[SUPPLIED TEXT Boundary: Start]

Creating binary observation vectors in OpenAI Gym environments

I’m working on a custom Gym environment and need help setting up the spaces correctly.

For my project, I want to build:

  1. Action setup: A discrete action system where I can choose from multiple options (let’s say actions 1 through n). I think the Discrete space works fine for this part.

  2. State tracking: This is where I’m stuck. I need an observation space that can represent all possible combinations of actions that have been executed. Basically, I want a binary vector where each position shows whether a specific action was already performed (1) or not yet taken (0).

For example, if I have 3 possible actions, my observation might look like [1, 0, 1] meaning actions 1 and 3 were completed but action 2 is still pending.

What’s the proper way to implement this kind of binary observation space in Gym? I’ve been looking through the documentation but haven’t found clear examples for this specific use case.

Any guidance would be appreciated!

[SUPPLIED TEXT Boundary: End]
[MATERIAL SHOWN Boundary: Start]

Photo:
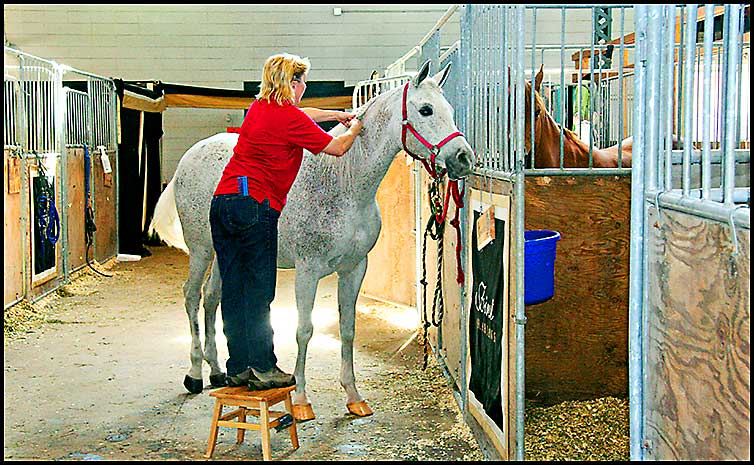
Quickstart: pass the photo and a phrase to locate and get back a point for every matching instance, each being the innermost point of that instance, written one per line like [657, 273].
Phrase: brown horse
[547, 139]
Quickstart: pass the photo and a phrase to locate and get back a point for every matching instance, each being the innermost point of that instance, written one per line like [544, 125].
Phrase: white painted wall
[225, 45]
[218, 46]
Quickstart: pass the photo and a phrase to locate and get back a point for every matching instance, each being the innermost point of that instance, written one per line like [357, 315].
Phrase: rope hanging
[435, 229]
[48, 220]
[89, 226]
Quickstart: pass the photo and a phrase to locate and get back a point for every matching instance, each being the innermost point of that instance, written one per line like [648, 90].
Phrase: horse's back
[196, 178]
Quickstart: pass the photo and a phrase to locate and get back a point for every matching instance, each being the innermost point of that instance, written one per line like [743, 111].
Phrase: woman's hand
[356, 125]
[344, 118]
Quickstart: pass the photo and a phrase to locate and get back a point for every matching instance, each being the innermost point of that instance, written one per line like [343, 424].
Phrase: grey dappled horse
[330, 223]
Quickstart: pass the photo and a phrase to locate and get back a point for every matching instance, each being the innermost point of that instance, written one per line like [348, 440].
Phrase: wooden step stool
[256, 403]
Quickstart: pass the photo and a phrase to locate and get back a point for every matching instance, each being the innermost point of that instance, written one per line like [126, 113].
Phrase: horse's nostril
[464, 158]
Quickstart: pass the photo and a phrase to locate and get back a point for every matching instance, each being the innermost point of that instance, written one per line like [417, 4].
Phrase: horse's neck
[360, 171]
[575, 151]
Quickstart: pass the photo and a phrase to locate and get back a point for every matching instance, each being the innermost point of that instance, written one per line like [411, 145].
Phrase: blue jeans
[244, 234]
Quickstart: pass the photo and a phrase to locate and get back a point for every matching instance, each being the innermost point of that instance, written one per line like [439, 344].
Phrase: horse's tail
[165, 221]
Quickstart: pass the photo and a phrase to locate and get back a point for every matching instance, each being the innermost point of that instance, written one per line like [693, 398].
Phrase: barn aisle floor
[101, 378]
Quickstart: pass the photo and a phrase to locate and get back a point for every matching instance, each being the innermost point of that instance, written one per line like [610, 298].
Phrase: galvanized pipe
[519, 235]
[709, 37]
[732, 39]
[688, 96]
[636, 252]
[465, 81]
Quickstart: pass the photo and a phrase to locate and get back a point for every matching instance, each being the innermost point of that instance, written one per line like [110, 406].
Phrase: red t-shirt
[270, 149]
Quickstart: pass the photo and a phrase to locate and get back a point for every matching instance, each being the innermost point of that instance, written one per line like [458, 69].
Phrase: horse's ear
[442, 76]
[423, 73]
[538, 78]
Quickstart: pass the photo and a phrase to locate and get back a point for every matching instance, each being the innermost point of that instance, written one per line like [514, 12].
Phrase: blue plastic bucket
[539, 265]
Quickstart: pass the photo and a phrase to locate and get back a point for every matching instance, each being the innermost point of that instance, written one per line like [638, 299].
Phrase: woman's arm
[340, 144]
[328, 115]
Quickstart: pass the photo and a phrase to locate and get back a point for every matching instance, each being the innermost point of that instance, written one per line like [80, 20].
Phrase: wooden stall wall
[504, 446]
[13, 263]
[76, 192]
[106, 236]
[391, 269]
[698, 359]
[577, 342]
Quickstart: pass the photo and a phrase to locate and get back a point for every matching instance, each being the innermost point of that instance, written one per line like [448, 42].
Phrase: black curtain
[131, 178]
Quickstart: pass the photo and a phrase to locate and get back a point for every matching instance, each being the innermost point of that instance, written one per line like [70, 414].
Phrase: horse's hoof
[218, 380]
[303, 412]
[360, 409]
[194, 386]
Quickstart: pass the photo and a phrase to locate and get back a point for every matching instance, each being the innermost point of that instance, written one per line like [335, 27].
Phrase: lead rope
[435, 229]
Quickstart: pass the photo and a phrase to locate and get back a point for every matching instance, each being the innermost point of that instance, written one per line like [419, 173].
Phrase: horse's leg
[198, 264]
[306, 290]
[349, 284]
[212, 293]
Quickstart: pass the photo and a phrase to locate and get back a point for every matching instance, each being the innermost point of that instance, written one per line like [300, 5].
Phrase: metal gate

[MATERIAL SHOWN Boundary: End]

▶ **PROBLEMS TO WORK ON**
(1) In the Gym forum post, rewrite the paragraph beginning "State tracking: This is where I’m stuck" as a brief bulleted list that keeps its main facts.
(2) Go on with the Gym forum post, starting after its final sentence.

▶ **ANSWERS TO THE EXERCISES**
(1)
- State tracking is where the poster is stuck.
- An observation space is needed to represent every possible combination of actions already executed.
- It should be a binary vector with one position per action.
- Each position is 1 if that action was already performed and 0 if it has not yet been taken.

(2)
Use gym.spaces.MultiBinary(n) where n is your number of actions. This creates a binary vector space where each element is 0 or 1. In your environment’s __init__, set self.observation_space = gym.spaces.MultiBinary(3) for 3 actions. The space handles validation and sampling of binary vectors like [0, 1, 1] or [1, 0, 0]. I used this in a resource collection environment to track gathered items. You’ll need to maintain the state vector in your step function - flip the right index to 1 when an action executes. Just remember MultiBinary expects numpy arrays for observations, so use np.array([1, 0, 1]) instead of Python lists to avoid issues with the space’s contains method.

Yes, while MultiBinary is a solid choice, there are a few additional considerations to bear in mind. Ensure that your observation vector is properly initialized in the reset() method and state transitions are accurately managed in the step() method. In my experience with task scheduling, I faced challenges with whether actions should be permanently disabled post-execution or remain available. If you prefer that completed actions cannot be re-executed, implement additional logic in the step() function to verify the current state prior to allowing further actions. Alternatively, you might explore using gym.spaces.Box with dtype=np.int8 and bounds [0,1], as it offers similar functionality to MultiBinary but allows for more precise shape specifications, which can be beneficial for multi-dimensional binary observations in the future.

heads up - make sure your reset() method sets the binary vector to all zeros. I screwed up by not resetting properly and got weird carryover between episodes. also think about whether you want the environment to end when all actions finish or keep it running.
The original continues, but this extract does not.